- SET EXERCISE -
Below is a set of records; restate each one word for word.

- RECORDED DATA -
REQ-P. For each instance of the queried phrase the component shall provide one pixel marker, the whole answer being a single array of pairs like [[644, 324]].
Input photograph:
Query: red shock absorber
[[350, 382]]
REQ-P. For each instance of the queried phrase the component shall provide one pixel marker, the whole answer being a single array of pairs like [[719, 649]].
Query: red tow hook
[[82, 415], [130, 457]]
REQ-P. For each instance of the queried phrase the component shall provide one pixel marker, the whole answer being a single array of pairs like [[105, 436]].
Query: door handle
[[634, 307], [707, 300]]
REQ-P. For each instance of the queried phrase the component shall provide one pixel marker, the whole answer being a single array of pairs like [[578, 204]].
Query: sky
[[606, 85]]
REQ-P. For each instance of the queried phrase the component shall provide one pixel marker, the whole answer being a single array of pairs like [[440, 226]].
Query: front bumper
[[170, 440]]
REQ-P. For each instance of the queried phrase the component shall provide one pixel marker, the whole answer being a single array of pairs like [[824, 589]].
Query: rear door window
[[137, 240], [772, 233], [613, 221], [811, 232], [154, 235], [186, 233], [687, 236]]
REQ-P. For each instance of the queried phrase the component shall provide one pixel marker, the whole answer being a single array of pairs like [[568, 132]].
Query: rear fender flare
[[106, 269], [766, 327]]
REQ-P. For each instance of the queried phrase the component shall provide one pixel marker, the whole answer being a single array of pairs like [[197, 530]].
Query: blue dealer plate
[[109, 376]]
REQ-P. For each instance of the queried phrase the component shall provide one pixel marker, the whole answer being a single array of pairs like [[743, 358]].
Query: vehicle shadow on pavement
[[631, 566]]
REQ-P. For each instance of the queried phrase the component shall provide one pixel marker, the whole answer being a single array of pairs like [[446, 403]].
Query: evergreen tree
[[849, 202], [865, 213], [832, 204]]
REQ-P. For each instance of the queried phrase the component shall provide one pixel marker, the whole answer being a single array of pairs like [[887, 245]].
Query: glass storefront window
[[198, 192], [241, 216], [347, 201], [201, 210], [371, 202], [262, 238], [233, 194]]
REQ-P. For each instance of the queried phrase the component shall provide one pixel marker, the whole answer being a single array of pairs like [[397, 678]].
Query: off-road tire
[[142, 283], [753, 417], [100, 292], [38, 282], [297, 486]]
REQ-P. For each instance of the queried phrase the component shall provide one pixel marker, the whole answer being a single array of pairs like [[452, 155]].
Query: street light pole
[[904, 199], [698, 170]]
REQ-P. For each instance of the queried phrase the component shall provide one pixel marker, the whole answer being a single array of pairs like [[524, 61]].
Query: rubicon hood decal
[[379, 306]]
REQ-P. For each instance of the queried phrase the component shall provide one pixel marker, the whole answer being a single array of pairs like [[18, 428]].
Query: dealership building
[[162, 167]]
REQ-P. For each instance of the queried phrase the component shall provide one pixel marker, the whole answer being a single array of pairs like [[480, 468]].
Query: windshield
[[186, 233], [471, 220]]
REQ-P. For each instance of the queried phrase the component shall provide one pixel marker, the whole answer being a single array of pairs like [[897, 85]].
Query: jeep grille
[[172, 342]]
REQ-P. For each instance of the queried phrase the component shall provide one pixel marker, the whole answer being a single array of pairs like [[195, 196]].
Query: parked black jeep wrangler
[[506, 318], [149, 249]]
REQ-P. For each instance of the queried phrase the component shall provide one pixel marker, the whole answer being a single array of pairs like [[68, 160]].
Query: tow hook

- THE RESULT -
REQ-P. For each instance of the queried phrase the component shall provide one pixel marker, the whole answer being a single array of pairs like [[644, 324]].
Input photograph:
Query: red shock absorber
[[350, 382]]
REQ-P. For each instance of the queried phrase the component shall provide one pixel marker, the whole answer being a single array of pairs like [[719, 649]].
Query: red tow hook
[[82, 415], [130, 457]]
REQ-P. For each instance of the queried phrase the component shall provide one pixel marker, the whole answer being a single array of pairs like [[105, 436]].
Query: door handle
[[634, 307], [707, 300]]
REQ-P. For each instance of the queried phrase the component shall provide one pixel marker, the whole answer being a single array of pairs like [[578, 204]].
Query: sky
[[606, 85]]
REQ-P. For each instance of the queried phrase the component shall provide one pixel marker, the whole answer being a single array of pairs like [[440, 226]].
Query: front bumper
[[170, 440]]
REQ-P. For each instance of the queried phrase the component shall provide one pixel marker, the whole answer being a single array of pairs like [[824, 589]].
Query: rear door window
[[137, 240], [772, 233], [613, 221], [811, 232], [154, 235], [186, 233], [687, 236]]
REQ-P. For each instance of the queried phrase the component shall provide one pixel marker, the whole answer being a single array of pairs like [[568, 132]].
Query: rear fender flare
[[106, 269], [766, 327]]
REQ-P. For each instance of the queried phrase the component shall provide one pixel marker, the whole answer being a single array of pairs like [[197, 530]].
Query: blue dealer plate
[[109, 376]]
REQ-P. For each instance of the queried phrase the component shall provide one pixel marker, the whole answer being a single array of pairs like [[743, 358]].
Query: vehicle shadow on pavement
[[631, 566]]
REQ-P. For each instance of the queried phrase the component shall provide one pixel marker, the whole answer being a single array of pairs like [[446, 403]].
Query: evergreen tree
[[849, 202], [865, 213], [832, 204]]
REQ-P. For each instance of the queried phrase the component shall provide one pixel marker, the whole answer being a single array of pairs like [[887, 245]].
Query: glass storefront window
[[198, 192], [241, 216], [347, 201], [201, 210], [371, 202], [262, 238], [233, 194]]
REQ-P. For each instance of the queried phrase the component shall provide one pixel marker, the whole answer being a single array of pairs like [[397, 678]].
Query: off-road tire
[[142, 283], [753, 417], [100, 292], [38, 282], [297, 486]]
REQ-P. For each instance of the queried phrase the component shall provide one pixel marker, the whole answer being a single array of pairs like [[452, 155]].
Query: street light pole
[[904, 199], [698, 170]]
REQ-P. For each instance of the queried phrase the component shall provide one pixel marker, the whole answer being a single array of pairs like [[524, 61]].
Query: rubicon hood decal
[[379, 306]]
REQ-P. For each instance of the queried phrase the component shall provide one pixel marker, the whole answer being a single array of pairs like [[18, 428]].
Query: dealership building
[[162, 167]]
REQ-P. For each instance of the queried phrase the component shall provide one pixel marker, the whole answer being a single array of pairs like [[480, 468]].
Query: windshield
[[186, 233], [471, 220]]
REQ-P. For each instance of the queried phrase the component shall provide one pixel marker, the whole answer being a single array of pairs like [[897, 85]].
Query: jeep grille
[[172, 342]]
REQ-P. For each instance of the queried phrase the component shall provide one pixel marker, the whole answer being a single array of pairs like [[195, 196]].
Query: parked black jeep wrangler
[[506, 318], [149, 249]]
REQ-P. For each instance of the queried phrase the component shall provide one pixel marker, the whole answer being a single array of pairs like [[68, 160]].
Query: tow hook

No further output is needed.